*** Opening of Exercise materials ***

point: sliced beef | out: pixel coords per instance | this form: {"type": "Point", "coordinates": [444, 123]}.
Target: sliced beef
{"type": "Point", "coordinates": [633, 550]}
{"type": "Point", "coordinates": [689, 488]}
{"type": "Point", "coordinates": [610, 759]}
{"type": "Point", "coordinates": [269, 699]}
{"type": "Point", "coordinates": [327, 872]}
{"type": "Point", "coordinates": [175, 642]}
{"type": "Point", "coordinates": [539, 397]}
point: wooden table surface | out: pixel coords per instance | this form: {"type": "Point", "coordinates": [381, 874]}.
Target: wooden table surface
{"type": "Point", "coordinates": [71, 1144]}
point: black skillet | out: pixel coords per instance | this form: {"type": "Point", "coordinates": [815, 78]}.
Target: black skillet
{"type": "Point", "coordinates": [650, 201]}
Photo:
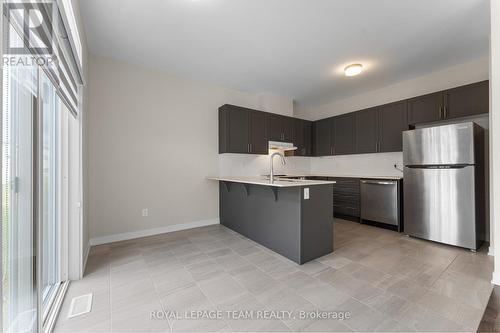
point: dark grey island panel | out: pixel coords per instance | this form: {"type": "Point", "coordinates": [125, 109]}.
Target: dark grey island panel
{"type": "Point", "coordinates": [281, 219]}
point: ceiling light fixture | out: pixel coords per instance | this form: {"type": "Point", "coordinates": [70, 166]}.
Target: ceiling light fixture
{"type": "Point", "coordinates": [353, 69]}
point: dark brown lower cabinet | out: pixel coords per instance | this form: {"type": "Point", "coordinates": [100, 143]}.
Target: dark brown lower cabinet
{"type": "Point", "coordinates": [346, 198]}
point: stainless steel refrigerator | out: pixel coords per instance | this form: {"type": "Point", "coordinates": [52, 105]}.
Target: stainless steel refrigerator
{"type": "Point", "coordinates": [444, 184]}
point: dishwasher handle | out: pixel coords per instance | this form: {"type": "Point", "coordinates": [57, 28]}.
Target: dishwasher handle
{"type": "Point", "coordinates": [378, 182]}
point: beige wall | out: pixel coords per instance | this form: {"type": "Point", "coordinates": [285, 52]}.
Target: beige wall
{"type": "Point", "coordinates": [152, 141]}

*** Close of Exercise materials ***

# [Exercise]
Return every line above word for word, minus images.

# [Response to the exercise]
point: sliced beef | out: pixel coords per instance | this form: {"type": "Point", "coordinates": [444, 123]}.
Target: sliced beef
{"type": "Point", "coordinates": [633, 550]}
{"type": "Point", "coordinates": [689, 488]}
{"type": "Point", "coordinates": [610, 759]}
{"type": "Point", "coordinates": [269, 699]}
{"type": "Point", "coordinates": [327, 872]}
{"type": "Point", "coordinates": [175, 642]}
{"type": "Point", "coordinates": [539, 397]}
point: wooden table surface | out: pixel coords per instance | this form: {"type": "Point", "coordinates": [381, 874]}.
Target: wooden table surface
{"type": "Point", "coordinates": [71, 1144]}
point: black skillet | out: pixel coords per instance | this form: {"type": "Point", "coordinates": [815, 78]}.
Target: black skillet
{"type": "Point", "coordinates": [650, 201]}
Photo:
point: dark grey island panel | out: pixel coords per instance | this form: {"type": "Point", "coordinates": [125, 109]}.
Target: dark grey island panel
{"type": "Point", "coordinates": [281, 219]}
point: ceiling light fixture | out: pixel coords per instance | this form: {"type": "Point", "coordinates": [70, 166]}.
Target: ceiling light fixture
{"type": "Point", "coordinates": [353, 69]}
point: dark brown lower cabinet | out: pixel coords per instance | this form: {"type": "Point", "coordinates": [100, 143]}.
Target: dark brown lower cabinet
{"type": "Point", "coordinates": [346, 198]}
point: stainless steel refrigerator | out: pixel coords per instance | this form: {"type": "Point", "coordinates": [52, 105]}.
Target: stainless steel refrigerator
{"type": "Point", "coordinates": [444, 184]}
point: dishwasher handle | out: pixel coords per instance | this form: {"type": "Point", "coordinates": [57, 28]}.
Target: dishwasher handle
{"type": "Point", "coordinates": [378, 182]}
point: beige wall | out: pixel coords per instance | this form: {"type": "Point", "coordinates": [285, 52]}.
Target: beige wall
{"type": "Point", "coordinates": [152, 141]}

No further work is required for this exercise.